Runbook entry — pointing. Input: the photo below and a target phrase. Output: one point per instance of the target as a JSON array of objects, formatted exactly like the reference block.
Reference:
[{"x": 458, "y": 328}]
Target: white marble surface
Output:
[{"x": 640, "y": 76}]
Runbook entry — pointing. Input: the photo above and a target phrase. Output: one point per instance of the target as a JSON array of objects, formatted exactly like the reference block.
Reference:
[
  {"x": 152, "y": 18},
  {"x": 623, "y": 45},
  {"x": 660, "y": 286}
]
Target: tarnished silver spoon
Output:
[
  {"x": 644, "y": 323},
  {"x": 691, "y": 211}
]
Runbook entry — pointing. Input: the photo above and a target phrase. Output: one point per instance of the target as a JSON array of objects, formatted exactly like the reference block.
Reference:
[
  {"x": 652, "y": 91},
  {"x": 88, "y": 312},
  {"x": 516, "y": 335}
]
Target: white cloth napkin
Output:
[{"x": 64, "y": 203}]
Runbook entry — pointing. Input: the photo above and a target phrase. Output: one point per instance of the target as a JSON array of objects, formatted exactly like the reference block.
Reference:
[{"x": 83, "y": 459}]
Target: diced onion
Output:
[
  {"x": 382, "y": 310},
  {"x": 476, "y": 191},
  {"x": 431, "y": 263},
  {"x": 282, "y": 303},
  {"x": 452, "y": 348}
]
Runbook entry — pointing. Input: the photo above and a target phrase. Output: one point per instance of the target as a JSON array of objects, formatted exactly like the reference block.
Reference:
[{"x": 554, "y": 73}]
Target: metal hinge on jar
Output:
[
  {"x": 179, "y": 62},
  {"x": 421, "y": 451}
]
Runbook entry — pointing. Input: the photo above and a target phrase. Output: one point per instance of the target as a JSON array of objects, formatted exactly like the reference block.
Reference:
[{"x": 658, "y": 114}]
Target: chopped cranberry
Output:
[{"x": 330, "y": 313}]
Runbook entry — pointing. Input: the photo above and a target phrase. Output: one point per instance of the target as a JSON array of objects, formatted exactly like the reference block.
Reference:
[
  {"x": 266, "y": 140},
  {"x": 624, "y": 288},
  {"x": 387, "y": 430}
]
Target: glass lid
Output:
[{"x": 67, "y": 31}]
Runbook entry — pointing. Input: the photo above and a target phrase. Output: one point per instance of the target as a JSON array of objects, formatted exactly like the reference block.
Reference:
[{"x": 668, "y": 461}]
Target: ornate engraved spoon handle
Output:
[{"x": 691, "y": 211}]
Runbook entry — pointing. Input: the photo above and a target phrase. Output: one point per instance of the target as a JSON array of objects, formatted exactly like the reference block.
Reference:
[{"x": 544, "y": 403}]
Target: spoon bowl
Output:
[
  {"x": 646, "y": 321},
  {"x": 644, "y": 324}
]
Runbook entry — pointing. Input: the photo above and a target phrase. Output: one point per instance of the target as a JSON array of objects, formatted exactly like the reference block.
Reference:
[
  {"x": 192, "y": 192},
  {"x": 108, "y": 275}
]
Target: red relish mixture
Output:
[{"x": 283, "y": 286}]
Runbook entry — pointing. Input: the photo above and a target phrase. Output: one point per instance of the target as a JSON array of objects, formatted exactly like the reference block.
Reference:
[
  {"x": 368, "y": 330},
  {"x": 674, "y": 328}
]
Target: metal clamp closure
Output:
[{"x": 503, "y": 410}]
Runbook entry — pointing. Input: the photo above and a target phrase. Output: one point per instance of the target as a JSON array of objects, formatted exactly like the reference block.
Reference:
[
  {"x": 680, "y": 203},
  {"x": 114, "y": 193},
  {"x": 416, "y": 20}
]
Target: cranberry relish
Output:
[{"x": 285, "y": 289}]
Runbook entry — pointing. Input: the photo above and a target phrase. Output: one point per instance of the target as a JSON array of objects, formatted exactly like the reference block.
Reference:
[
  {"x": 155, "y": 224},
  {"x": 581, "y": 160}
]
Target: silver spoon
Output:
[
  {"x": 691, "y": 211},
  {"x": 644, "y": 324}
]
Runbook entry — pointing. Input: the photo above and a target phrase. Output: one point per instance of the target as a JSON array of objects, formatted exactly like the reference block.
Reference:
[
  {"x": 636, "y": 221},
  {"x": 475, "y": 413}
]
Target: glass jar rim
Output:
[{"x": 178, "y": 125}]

______________________________

■ Exercise ■
Write out all of the records above exactly as they appear.

■ Solution ■
Runbook entry — pointing. Input: the photo below and a target phrase. Output: one point per instance of the target as a JSON array of objects, formatted exactly like the reference block.
Reference:
[{"x": 458, "y": 328}]
Target: white marble surface
Output:
[{"x": 640, "y": 76}]
Runbook entry — pointing. Input: the photo above and a target phrase. Output: one point per instance of the target as a JSON array of objects, formatted exactly like the reference block.
Reference:
[
  {"x": 152, "y": 18},
  {"x": 623, "y": 45},
  {"x": 660, "y": 286}
]
Target: tarnished silver spoon
Output:
[
  {"x": 644, "y": 323},
  {"x": 691, "y": 211}
]
Runbook entry — pointing. Input: the photo above and a target phrase. Output: one point per instance of the target as a JSON array of objects, formatted exactly like the reference block.
Reference:
[
  {"x": 652, "y": 91},
  {"x": 88, "y": 312},
  {"x": 516, "y": 335}
]
Target: white cloth napkin
Output:
[{"x": 64, "y": 203}]
Runbook entry — pointing. Input: the photo above and a target phrase. Output: one point per instance of the target as a JSON array of objects, formatted exactly like the reference block.
Reference:
[{"x": 83, "y": 459}]
Target: diced onion
Output:
[
  {"x": 382, "y": 310},
  {"x": 476, "y": 191},
  {"x": 431, "y": 263},
  {"x": 282, "y": 303},
  {"x": 452, "y": 348}
]
Runbook entry — pointing. Input: the photo above and a target phrase. Output: one point per instance of the target as a JSON array of objects, formatted exactly like the reference block.
Reference:
[{"x": 554, "y": 73}]
Target: metal hinge on jar
Output:
[
  {"x": 179, "y": 62},
  {"x": 421, "y": 451}
]
Runbook entry — pointing. Input: the photo above and a target phrase. Output: one point per instance of the target as a JSON array of objects, formatted exactly like the reference block.
Reference:
[{"x": 658, "y": 114}]
Target: chopped cranberry
Output:
[{"x": 330, "y": 313}]
Runbook entry — pointing. Input: the photo above and a target phrase. Output: one point per instance of the target as a JSON array of objects, formatted exactly like the reference block.
Reference:
[
  {"x": 266, "y": 140},
  {"x": 624, "y": 288},
  {"x": 387, "y": 430}
]
Target: glass lid
Output:
[{"x": 67, "y": 31}]
Runbook entry — pointing. Input: the photo above and a target phrase. Output: one point per instance of the target as a JSON array of objects, formatted exactly like the reference block.
Reference:
[{"x": 668, "y": 461}]
Target: ornate engraved spoon handle
Output:
[{"x": 691, "y": 211}]
Runbook entry — pointing. Input: the photo above and a target phrase. Output: one point per instance of the target as a JSON array of objects, formatted exactly like the reference block.
Reference:
[{"x": 544, "y": 403}]
Target: spoon bowl
Output:
[
  {"x": 646, "y": 321},
  {"x": 644, "y": 324}
]
Runbook entry — pointing. Input: the photo above and a target phrase. Output: one point per instance of the target as a JSON array of objects, formatted exactly like the reference block.
Reference:
[
  {"x": 192, "y": 192},
  {"x": 108, "y": 275}
]
Target: red relish mixture
Output:
[{"x": 283, "y": 286}]
Runbook entry — pointing. Input: the photo above and a target phrase. Output: one point per instance of the target as a JSON array of objects, formatted exactly like the reference block.
Reference:
[
  {"x": 368, "y": 330},
  {"x": 674, "y": 328}
]
Target: metal clamp closure
Output:
[{"x": 503, "y": 410}]
Runbook entry — pointing. Input: the photo above and a target phrase. Output: one point per instance of the target as a JSON array of objects, formatted exactly like the reference block.
Reference:
[
  {"x": 680, "y": 203},
  {"x": 114, "y": 193},
  {"x": 416, "y": 20}
]
Target: cranberry relish
Output:
[{"x": 285, "y": 289}]
Runbook entry — pointing. Input: the photo above and a target phrase. Output: one point per instance of the target as a JSON array of objects, formatted exactly like the reference block.
Reference:
[
  {"x": 155, "y": 224},
  {"x": 581, "y": 160}
]
Target: silver spoon
Output:
[
  {"x": 691, "y": 211},
  {"x": 644, "y": 324}
]
Runbook entry — pointing. Input: the photo above and a target phrase. Output: one point per instance of the target as a JSON array of objects, formatted exactly like the reference block.
Reference:
[
  {"x": 636, "y": 221},
  {"x": 475, "y": 413}
]
Target: glass jar rim
Output:
[{"x": 178, "y": 125}]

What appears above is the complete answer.